===== RECORDS TO PROCESS =====

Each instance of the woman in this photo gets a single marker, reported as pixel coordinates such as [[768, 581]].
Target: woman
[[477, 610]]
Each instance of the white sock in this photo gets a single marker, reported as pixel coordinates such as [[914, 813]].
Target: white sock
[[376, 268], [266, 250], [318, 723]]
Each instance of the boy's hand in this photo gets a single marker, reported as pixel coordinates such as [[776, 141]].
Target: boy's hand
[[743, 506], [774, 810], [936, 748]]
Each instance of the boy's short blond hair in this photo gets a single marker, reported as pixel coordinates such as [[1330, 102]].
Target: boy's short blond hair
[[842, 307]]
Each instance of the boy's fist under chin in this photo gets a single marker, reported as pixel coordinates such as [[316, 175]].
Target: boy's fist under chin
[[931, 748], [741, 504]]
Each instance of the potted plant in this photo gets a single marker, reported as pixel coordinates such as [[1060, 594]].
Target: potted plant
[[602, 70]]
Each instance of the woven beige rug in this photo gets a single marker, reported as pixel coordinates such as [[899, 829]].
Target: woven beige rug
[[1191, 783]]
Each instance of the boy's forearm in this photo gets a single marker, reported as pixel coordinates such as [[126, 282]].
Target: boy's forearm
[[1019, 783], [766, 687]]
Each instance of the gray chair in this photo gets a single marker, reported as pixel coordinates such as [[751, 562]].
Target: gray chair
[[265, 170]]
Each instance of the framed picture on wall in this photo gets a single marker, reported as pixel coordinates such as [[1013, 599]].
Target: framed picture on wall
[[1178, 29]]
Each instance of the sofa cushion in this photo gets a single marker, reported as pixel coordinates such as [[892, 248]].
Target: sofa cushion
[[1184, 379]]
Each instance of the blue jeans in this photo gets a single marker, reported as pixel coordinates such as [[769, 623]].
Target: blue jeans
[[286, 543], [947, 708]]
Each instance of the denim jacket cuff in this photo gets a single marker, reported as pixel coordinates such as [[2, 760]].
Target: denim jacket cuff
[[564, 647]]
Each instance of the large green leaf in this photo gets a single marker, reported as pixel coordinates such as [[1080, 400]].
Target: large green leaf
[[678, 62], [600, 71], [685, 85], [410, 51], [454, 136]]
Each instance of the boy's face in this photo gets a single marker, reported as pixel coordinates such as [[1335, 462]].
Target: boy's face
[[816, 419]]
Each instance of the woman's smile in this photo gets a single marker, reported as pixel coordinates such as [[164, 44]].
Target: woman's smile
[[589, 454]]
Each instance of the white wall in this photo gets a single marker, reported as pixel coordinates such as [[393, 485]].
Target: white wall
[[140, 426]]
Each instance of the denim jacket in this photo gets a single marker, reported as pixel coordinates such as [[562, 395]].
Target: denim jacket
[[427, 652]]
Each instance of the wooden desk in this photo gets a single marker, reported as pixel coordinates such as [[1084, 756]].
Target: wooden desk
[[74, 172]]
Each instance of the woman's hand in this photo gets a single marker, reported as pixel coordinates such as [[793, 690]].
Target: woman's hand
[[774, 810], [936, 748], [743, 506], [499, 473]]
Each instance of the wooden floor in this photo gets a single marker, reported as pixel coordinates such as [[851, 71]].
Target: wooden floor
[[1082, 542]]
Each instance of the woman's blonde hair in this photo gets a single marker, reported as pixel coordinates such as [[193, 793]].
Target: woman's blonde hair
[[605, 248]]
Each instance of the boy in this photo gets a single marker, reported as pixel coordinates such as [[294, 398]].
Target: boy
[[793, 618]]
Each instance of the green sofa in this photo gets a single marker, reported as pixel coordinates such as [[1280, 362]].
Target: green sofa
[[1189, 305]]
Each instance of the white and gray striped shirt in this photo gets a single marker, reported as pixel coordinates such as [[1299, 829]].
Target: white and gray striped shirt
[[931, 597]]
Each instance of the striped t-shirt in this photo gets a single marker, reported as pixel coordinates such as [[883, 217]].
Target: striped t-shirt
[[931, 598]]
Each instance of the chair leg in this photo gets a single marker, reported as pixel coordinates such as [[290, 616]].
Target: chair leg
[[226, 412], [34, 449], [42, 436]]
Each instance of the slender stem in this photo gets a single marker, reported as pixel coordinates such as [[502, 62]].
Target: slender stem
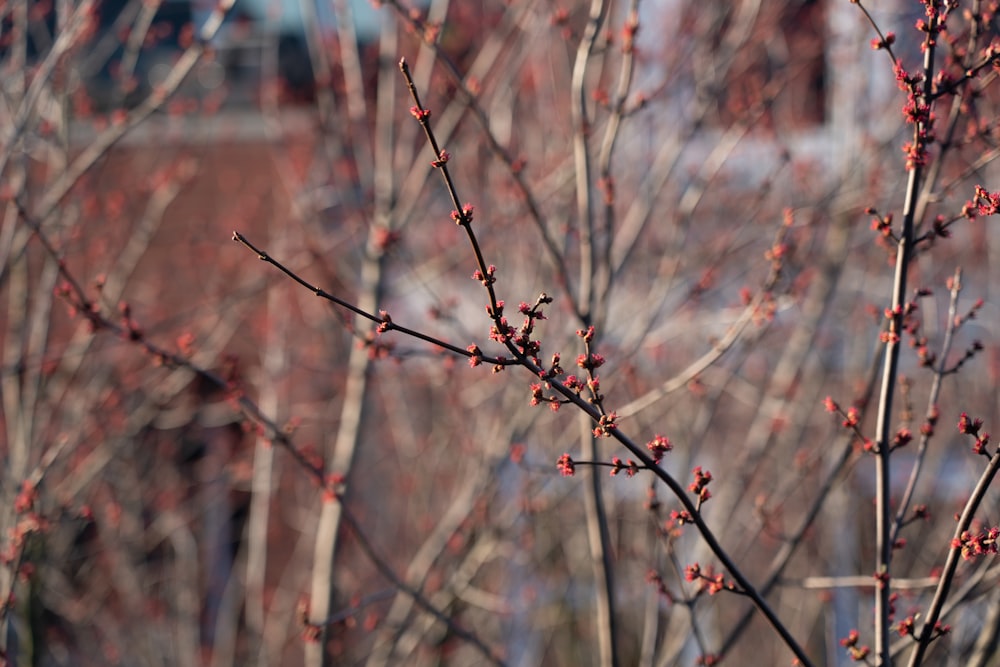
[[904, 250], [948, 575]]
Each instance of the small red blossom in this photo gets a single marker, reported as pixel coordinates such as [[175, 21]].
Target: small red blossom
[[699, 486], [566, 466], [606, 424], [659, 446]]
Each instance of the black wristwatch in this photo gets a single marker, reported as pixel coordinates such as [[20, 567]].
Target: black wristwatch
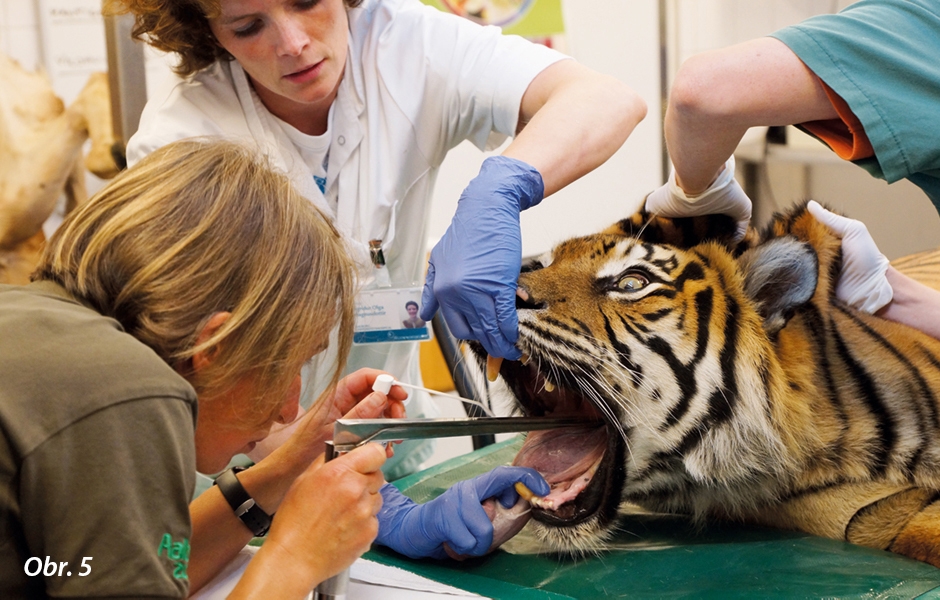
[[244, 505]]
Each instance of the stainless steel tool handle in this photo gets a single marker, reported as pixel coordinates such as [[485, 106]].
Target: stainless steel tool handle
[[336, 586], [351, 433]]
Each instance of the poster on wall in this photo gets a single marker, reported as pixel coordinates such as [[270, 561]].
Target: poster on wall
[[538, 20], [73, 45]]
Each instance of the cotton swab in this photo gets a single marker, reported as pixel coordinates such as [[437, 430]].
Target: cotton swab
[[383, 383]]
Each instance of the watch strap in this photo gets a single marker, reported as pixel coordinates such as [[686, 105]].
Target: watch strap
[[242, 503]]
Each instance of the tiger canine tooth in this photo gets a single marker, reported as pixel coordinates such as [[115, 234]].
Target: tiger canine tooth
[[530, 497], [492, 367]]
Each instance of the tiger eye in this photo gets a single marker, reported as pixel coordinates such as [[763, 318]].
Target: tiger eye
[[631, 283]]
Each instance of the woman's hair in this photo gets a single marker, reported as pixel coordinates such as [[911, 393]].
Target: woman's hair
[[179, 26], [204, 226]]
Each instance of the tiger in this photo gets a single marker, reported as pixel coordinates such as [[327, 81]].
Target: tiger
[[723, 380]]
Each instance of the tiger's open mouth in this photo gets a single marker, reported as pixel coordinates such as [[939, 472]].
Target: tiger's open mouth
[[583, 465]]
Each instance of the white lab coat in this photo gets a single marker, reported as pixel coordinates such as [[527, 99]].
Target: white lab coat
[[417, 82]]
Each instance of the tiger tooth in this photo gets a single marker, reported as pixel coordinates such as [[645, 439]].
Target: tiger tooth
[[493, 364], [529, 496]]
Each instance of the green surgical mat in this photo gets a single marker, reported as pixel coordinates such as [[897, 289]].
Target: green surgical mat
[[660, 556]]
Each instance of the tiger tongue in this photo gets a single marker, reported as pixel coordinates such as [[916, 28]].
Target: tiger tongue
[[566, 458]]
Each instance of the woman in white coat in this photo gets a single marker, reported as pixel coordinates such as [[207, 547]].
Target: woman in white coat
[[360, 101]]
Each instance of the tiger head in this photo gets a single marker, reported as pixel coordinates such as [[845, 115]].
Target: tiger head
[[667, 332]]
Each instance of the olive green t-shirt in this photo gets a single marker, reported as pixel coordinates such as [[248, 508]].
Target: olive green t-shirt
[[97, 457]]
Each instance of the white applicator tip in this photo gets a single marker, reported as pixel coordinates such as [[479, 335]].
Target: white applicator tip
[[383, 383]]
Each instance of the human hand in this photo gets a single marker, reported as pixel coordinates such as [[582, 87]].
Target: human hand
[[329, 517], [723, 196], [456, 517], [353, 398], [474, 269], [862, 281]]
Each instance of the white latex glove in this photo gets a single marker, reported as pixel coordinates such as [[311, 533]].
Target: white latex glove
[[723, 196], [862, 282]]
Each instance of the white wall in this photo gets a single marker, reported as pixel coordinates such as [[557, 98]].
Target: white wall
[[618, 37]]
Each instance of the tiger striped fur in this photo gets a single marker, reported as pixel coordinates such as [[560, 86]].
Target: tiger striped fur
[[732, 384]]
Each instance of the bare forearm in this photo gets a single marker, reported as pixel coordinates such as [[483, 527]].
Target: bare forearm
[[718, 95], [579, 118], [218, 535], [914, 304]]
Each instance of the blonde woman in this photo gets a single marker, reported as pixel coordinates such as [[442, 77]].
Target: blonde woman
[[163, 333], [361, 100]]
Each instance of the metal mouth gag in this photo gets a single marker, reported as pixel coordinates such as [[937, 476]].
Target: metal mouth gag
[[349, 434]]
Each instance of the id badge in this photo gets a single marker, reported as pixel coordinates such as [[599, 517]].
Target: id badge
[[390, 315]]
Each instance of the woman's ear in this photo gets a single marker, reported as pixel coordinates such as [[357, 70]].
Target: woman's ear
[[202, 358]]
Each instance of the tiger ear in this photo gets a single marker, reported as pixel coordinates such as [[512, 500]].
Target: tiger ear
[[779, 276]]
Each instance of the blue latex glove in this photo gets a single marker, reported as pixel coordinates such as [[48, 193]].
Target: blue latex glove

=====

Copy out the lines starting at the one containing "Each instance of the tiger head" and ending with the last line of the entries. Include nothing else.

§ **RESPONSE**:
Each instance of the tiger head in this photo gets a single marker, reported as pixel coordinates such as [[845, 115]].
Target: tiger head
[[667, 332]]
Each instance of the olive green t-shirt in this photo gets a single marker, reported as pixel coordinates such as [[248, 508]].
Target: olive green t-shirt
[[97, 457]]
Each instance of the white applicator tip in this photo gets a single marker, reported as pixel coordinates such as [[479, 335]].
Target: white applicator tip
[[383, 383]]
Each instance of the human hand in this photo gets a single marker, reported as pixel coordinates such as [[582, 87]].
Target: human hand
[[329, 517], [723, 196], [456, 517], [353, 398], [474, 269], [862, 281]]
Each instance of the white latex glove in this photo gets a single marker, reported as pixel coordinates such as [[311, 533]].
Target: white latex glove
[[723, 196], [862, 282]]
Each instance of the white wall in this photo gets a single marker, reported as pixel coordinates such as [[557, 98]].
Target: white wall
[[618, 37]]
Each instance of the tiger striped fur in this photo gets a single marker, reported as pixel coordinates such as [[560, 86]].
Target: tiger striped fur
[[732, 384]]
Each instance of the bare forearm in this photo gets a single marker, reported as pixel coordinates such as [[483, 527]].
Target: bare forearm
[[718, 95], [579, 118], [218, 535], [914, 304]]
Each instance of the blonde woman in this photo gets a single marker, reported as pixel coordinates such as [[442, 77]].
Target: blonde woman
[[163, 333], [361, 100]]
Each instance of the metal mouth gag in this photo gets a single marker, reported as pixel coordinates such as [[937, 476]].
Target: metal mouth gag
[[349, 434]]
Each instance of the id badge in this photo gets a single marker, reported as pixel coordinates such as [[599, 517]].
Target: id badge
[[390, 315]]
Each instance of the woman's ear in this photo gets a single marker, reported as pixel coordinates such as [[357, 70]].
Target: woman's ear
[[202, 358]]
Each instance of the tiger ear in this photo gets a single marker, reported as pixel coordinates such as [[512, 500]].
Target: tiger ear
[[779, 276]]
Each instance of the blue latex glove in this photo gets a single marker, reported as pixel coordinates such as [[48, 193]].
Target: blue latex glove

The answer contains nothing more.